*BRIEF*
Retype the records below exactly as they stand, omitting the pictures.

Collected data entries
-- -- --

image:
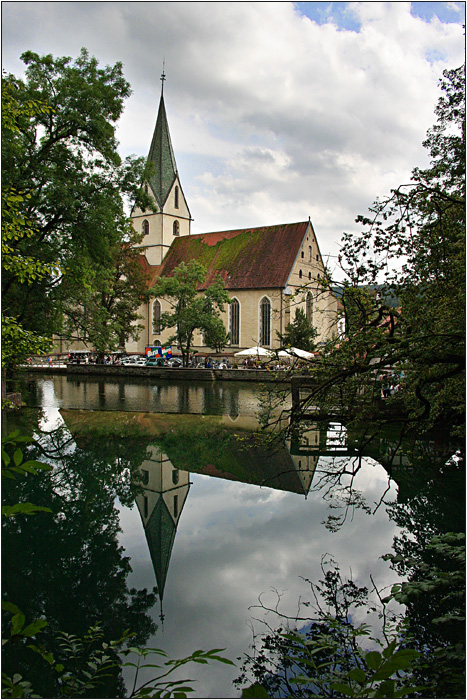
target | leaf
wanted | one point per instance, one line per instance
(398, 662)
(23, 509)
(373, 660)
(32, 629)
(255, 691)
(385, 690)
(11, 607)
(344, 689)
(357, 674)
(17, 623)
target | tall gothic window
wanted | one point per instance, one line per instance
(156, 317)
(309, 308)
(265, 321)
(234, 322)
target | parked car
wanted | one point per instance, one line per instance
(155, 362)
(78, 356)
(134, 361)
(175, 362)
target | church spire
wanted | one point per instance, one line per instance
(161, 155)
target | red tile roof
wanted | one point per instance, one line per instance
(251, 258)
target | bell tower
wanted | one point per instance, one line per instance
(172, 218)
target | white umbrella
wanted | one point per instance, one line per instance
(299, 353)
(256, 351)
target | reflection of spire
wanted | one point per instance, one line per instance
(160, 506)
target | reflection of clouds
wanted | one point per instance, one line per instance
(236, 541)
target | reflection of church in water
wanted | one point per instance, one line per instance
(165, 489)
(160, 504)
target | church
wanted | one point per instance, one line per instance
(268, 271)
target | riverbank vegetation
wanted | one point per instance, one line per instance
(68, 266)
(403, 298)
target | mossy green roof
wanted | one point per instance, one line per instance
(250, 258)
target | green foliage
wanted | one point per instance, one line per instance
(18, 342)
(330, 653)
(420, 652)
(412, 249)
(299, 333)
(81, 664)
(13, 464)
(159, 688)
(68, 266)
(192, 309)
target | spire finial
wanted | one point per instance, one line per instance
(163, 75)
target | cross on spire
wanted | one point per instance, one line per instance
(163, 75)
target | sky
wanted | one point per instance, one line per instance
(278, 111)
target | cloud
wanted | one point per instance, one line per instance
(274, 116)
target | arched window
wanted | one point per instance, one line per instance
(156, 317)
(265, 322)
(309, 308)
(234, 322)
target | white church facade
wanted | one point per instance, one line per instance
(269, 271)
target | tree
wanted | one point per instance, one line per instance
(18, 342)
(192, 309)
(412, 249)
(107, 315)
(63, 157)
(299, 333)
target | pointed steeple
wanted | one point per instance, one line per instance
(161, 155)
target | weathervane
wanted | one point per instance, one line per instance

-- -- --

*SOLUTION TO THIS TASK*
image:
target | leaf
wanted | one point per instance, one line per instance
(398, 662)
(23, 509)
(373, 660)
(32, 629)
(255, 691)
(385, 690)
(11, 607)
(344, 689)
(357, 674)
(17, 623)
target | tall gothic window
wanted | one point per instance, one line per instance
(156, 317)
(309, 308)
(265, 321)
(234, 322)
target | parked car
wanted | one point per instance, one line per instance
(155, 362)
(78, 356)
(134, 361)
(175, 362)
target | church spire
wanted | one point per instance, one line per instance
(161, 155)
target | red tile roof
wanted | one point per instance, one line per instance
(251, 258)
target | bell tower
wanted | one point per instance, one line per instance
(172, 218)
target | white umbrella
wanted | one point per instance, one line per instance
(299, 353)
(256, 351)
target | reflection of spire
wanted | one point per instance, one line per instance
(160, 506)
target | reflection of clouds
wanted | one point per instance, one line per instance
(236, 541)
target | reflection of church in water
wanted | one point per instance, one line per instance
(165, 489)
(160, 504)
target | church
wanted | one point per instance, one line per instance
(268, 271)
target | riverbank vegetation
wanted | one point per instance, one line per instance
(68, 266)
(403, 298)
target | mossy green roof
wanted | one point per instance, one line per instance
(250, 258)
target | green foliage
wanted | one point per instance, one line per instance
(18, 342)
(330, 653)
(420, 652)
(412, 249)
(299, 333)
(81, 664)
(13, 464)
(159, 688)
(68, 266)
(192, 309)
target | spire finial
wanted | one point per instance, one line per instance
(163, 75)
target | cross on spire
wanted | one point per instance, one line per instance
(163, 75)
target | sky
wanted | one point per instance, one line per instance
(278, 111)
target | cloud
wanted | one point per instance, one line per instance
(274, 116)
target | arched window
wanted | one point per instance, one line per instance
(156, 317)
(265, 322)
(309, 308)
(234, 322)
target | white church facade
wanted | one point per instance, one line per instance
(269, 271)
target | tree
wanted | one point per instance, one line per instance
(18, 342)
(192, 309)
(412, 249)
(107, 315)
(63, 157)
(299, 333)
target | pointed steeple
wanted | one point per instance, one line per instance
(161, 155)
target | weathervane
wanted | one point per instance, one line per instance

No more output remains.